_ASSIGNED TASK_: Reproduce the passage below on roleplaying games word for word, from "I’m sorry but" to "left it is!".

_PASSAGE SHOWN_:

==*==

All I can say is that is strikes me as rather counterintuitive to characterise a solitary activity in which no one plays a role, and in which the sole participant draws diagrams and writes things down, as playing a roleplaying game.

To quote Vincent Baker
The act of roleplaying — like, pretending to be someone — is widespread in games, not special to ttrpgs. It’s a technique that games can include, each game for its own purposes, just the same as it might include skill, endurance, memory, pattern recognition, storytelling, randomization, sorting, patience, or anything else.

Elsewhere, we've argued that it is the ongoing authorship of common fiction that is at the heart of RPG. "Ironsworn" is often played solo, and players call it an RPG. Ongoing authorship performed at times solo and at times with other players, particularly when the times it is performed solo it is done in view of and in light of (informed by and responsive to) the group.

Historically, no one has expelled a game from the family of RPGs just because roles are distributed differentiably across participants. Perhaps, as much as it was once time to distribute authorship, it is beyond time to look into greater diversity and distributions of roles.
 


I’m sorry but I don’t see guesswork as prejudicial at all. It exactly describes what the players are doing. Left or right fork? Well we don’t have any real information so left it is!

Is it that way all the time? Of course not. But a very large segment of map and key play certainly is.

==*==

_SUPPLIED MATERIAL_:
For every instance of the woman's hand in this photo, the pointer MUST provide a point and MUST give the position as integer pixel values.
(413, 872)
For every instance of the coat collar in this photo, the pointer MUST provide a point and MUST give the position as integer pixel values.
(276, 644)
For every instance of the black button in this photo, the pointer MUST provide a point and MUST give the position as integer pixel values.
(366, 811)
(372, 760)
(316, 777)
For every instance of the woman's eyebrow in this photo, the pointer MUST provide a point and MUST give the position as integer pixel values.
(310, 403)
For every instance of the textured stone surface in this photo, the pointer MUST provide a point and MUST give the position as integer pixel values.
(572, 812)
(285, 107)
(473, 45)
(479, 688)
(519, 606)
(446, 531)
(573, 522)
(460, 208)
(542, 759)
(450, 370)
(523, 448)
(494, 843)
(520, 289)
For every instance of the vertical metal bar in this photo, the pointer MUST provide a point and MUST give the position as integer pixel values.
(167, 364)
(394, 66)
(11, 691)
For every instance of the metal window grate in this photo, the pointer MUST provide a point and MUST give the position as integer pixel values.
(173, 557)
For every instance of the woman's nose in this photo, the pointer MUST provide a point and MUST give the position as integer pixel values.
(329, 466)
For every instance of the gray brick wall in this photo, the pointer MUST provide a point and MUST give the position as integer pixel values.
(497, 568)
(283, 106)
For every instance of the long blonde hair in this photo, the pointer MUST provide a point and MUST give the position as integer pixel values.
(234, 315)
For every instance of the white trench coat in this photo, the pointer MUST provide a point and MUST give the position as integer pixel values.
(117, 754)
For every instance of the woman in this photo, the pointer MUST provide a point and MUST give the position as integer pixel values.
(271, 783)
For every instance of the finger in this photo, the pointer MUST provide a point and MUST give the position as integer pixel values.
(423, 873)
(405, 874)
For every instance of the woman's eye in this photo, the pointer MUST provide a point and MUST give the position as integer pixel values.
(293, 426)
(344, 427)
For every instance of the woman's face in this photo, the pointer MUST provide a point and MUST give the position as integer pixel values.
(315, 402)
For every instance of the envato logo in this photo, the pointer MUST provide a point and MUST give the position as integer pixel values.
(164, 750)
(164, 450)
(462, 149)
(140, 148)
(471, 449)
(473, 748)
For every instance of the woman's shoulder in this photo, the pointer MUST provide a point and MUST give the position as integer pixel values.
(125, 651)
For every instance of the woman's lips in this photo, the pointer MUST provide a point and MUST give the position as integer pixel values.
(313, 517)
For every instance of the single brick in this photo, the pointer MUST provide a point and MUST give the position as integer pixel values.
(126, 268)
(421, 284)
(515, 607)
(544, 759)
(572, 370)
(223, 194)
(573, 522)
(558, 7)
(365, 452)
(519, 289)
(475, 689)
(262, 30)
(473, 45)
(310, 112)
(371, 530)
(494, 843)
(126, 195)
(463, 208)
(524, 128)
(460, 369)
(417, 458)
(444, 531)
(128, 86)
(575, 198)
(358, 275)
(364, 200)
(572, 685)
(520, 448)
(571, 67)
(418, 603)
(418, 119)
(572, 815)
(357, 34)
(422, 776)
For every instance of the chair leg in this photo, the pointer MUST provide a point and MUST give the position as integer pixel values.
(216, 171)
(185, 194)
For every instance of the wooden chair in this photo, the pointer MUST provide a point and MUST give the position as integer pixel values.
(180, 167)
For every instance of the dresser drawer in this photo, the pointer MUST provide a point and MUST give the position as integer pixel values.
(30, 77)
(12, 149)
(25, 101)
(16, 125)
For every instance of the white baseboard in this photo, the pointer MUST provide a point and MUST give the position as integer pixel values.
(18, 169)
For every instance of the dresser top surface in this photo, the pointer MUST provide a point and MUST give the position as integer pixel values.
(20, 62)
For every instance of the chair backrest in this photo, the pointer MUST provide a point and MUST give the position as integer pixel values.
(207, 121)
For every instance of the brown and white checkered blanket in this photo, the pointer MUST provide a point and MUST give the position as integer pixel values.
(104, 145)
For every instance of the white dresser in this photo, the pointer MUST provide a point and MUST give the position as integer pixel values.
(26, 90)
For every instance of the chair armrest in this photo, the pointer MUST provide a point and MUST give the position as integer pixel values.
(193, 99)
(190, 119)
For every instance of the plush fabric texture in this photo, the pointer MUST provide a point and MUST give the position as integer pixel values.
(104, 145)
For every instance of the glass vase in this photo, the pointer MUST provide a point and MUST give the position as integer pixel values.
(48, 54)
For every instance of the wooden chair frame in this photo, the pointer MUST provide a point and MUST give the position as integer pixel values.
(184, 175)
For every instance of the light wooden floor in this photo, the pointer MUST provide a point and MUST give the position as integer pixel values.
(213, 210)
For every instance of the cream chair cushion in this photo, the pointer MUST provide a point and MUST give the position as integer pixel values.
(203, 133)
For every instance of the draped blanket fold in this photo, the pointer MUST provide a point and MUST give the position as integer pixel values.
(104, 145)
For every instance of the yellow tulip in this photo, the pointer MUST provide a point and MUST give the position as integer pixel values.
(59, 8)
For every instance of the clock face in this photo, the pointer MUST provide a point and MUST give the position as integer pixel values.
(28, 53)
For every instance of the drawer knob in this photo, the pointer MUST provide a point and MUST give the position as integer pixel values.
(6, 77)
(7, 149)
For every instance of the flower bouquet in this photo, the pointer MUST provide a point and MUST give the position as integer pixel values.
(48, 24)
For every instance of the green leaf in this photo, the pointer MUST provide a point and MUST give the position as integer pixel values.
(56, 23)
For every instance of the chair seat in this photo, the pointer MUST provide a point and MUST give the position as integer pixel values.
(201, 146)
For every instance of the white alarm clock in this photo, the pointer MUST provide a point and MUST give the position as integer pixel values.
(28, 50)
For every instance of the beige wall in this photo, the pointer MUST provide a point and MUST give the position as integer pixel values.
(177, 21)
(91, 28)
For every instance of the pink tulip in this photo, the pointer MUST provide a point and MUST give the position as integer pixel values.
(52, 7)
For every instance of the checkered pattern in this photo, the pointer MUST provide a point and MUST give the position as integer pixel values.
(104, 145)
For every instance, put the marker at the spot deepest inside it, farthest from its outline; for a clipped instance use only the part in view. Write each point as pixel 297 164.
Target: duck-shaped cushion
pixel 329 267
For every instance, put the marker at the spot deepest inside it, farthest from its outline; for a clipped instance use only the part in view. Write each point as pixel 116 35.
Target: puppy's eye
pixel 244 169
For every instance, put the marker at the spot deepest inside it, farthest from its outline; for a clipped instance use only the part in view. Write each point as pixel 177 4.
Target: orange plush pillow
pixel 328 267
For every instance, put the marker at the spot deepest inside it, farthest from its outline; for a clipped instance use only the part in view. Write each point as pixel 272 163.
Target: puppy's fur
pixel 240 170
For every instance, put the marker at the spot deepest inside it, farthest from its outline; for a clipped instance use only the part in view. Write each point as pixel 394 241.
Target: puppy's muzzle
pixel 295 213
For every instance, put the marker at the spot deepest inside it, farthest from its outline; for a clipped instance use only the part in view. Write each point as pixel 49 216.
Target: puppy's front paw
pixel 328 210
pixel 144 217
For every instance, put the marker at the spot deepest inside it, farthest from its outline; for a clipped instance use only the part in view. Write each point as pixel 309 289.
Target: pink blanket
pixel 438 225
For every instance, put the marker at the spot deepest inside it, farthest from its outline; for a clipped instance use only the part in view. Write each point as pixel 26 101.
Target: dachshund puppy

==*==

_RESPONSE_:
I’m sorry but I don’t see guesswork as prejudicial at all. It exactly describes what the players are doing. Left or right fork? Well we don’t have any real information so left it is!